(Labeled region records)
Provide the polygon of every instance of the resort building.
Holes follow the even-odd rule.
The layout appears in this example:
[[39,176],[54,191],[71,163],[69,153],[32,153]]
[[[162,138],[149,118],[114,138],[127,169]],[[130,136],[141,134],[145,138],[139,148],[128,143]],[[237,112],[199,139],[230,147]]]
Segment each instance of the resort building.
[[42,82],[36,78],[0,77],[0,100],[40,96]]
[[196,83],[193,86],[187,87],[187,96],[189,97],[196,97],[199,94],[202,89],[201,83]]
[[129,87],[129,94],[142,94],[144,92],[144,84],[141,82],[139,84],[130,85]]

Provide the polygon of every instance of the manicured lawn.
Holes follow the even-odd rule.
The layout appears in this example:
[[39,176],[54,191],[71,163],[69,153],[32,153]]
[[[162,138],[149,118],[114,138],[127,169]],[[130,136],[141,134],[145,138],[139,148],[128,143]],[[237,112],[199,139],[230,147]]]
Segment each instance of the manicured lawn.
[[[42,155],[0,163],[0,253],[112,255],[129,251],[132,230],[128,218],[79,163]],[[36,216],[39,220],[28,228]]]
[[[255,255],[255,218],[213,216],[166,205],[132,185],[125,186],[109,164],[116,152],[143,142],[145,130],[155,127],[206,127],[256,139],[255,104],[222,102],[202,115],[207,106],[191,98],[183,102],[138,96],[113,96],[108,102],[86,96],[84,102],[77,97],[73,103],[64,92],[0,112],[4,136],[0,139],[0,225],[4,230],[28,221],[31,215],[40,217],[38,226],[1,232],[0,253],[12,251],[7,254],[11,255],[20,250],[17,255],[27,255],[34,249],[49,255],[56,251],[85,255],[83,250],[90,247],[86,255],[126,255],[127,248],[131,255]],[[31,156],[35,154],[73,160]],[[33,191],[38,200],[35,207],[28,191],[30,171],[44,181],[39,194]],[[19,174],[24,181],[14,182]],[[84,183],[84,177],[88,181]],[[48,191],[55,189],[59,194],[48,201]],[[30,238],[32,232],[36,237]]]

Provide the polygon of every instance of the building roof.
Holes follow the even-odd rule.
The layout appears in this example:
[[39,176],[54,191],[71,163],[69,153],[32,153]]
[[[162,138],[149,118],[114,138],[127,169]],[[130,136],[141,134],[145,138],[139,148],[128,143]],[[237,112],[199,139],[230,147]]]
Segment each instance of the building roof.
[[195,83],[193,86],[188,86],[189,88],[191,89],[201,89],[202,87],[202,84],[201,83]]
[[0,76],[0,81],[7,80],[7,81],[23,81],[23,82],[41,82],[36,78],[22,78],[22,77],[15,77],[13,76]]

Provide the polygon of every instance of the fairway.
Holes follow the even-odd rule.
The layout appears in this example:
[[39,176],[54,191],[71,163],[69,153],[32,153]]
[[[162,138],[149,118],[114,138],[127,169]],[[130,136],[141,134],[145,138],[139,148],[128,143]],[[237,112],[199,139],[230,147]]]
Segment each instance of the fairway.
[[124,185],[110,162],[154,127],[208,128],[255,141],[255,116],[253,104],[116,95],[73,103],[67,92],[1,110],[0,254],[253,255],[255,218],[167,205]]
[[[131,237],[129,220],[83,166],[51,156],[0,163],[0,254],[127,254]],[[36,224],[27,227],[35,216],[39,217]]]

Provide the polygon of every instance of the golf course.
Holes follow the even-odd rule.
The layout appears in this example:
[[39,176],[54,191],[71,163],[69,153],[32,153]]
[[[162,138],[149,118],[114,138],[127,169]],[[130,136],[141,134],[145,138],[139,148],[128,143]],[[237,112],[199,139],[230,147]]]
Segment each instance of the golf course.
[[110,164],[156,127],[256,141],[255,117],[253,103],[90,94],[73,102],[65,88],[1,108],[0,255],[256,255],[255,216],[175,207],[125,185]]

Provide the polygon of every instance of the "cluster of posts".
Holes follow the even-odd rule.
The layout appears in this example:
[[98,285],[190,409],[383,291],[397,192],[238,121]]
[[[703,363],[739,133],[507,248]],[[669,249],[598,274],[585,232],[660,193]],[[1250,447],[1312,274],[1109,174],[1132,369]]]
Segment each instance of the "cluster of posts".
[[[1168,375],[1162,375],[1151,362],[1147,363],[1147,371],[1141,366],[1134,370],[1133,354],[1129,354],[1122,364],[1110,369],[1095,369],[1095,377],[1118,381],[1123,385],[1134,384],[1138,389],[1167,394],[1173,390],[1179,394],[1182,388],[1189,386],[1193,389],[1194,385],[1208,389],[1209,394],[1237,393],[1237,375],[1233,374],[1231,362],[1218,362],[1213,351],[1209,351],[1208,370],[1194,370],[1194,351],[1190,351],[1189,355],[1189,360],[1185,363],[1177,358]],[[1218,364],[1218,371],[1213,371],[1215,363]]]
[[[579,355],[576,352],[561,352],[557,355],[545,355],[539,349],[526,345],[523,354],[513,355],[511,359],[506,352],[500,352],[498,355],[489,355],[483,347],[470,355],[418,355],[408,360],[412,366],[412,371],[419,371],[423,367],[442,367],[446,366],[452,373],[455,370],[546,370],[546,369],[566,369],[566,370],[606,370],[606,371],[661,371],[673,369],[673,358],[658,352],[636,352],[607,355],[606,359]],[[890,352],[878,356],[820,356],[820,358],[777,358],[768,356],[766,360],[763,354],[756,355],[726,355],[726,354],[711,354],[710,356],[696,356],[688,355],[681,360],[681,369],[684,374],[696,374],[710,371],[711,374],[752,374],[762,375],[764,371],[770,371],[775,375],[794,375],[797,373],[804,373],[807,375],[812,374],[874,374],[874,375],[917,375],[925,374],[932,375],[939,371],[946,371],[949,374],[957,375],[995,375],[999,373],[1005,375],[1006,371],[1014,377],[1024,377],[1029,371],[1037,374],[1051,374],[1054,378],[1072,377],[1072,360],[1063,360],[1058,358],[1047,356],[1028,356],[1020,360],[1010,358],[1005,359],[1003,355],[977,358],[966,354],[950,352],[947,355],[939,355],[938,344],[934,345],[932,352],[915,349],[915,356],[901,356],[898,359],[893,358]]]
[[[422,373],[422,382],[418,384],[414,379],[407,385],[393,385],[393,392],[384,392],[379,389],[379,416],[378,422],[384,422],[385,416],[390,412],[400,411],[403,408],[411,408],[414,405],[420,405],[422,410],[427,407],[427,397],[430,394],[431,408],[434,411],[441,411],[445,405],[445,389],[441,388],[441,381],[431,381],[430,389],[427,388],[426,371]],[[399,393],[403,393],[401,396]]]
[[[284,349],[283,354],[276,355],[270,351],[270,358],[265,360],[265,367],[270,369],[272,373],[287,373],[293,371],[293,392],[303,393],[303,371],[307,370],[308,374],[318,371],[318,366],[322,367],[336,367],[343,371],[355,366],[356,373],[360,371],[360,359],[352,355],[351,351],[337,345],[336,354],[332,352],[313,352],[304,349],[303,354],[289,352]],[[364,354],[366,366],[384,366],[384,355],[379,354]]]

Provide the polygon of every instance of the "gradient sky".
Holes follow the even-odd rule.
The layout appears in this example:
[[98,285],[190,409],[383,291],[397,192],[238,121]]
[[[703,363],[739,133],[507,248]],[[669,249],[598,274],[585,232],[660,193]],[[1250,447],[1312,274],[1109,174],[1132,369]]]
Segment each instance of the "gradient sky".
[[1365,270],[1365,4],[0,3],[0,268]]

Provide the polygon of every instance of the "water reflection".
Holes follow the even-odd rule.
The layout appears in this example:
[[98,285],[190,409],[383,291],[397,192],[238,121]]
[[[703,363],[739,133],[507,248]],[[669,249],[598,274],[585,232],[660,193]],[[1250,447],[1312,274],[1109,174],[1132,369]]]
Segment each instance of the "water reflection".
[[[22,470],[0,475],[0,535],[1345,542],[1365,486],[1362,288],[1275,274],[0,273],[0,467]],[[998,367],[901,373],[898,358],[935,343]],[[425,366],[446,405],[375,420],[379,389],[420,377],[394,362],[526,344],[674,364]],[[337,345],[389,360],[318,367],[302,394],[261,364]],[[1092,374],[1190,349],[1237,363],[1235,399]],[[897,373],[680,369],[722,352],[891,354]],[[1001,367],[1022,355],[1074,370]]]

## WRITTEN INSTRUCTION
Edit the listing from its first line through the line containing "Segment each instance of the resort building.", changing "resort" to "hotel" and leaving everything else as it is. Return only those lines.

## IN RESPONSE
Provide the polygon of every instance of the hotel building.
Holes follow the even-odd rule.
The layout appears in this example:
[[39,176],[54,191],[71,163],[69,153],[32,153]]
[[[162,138],[149,118],[114,138],[127,169]],[[130,136],[141,134],[145,138],[139,148],[128,143]],[[237,112],[199,139],[230,147]]]
Segment each instance of the hotel building.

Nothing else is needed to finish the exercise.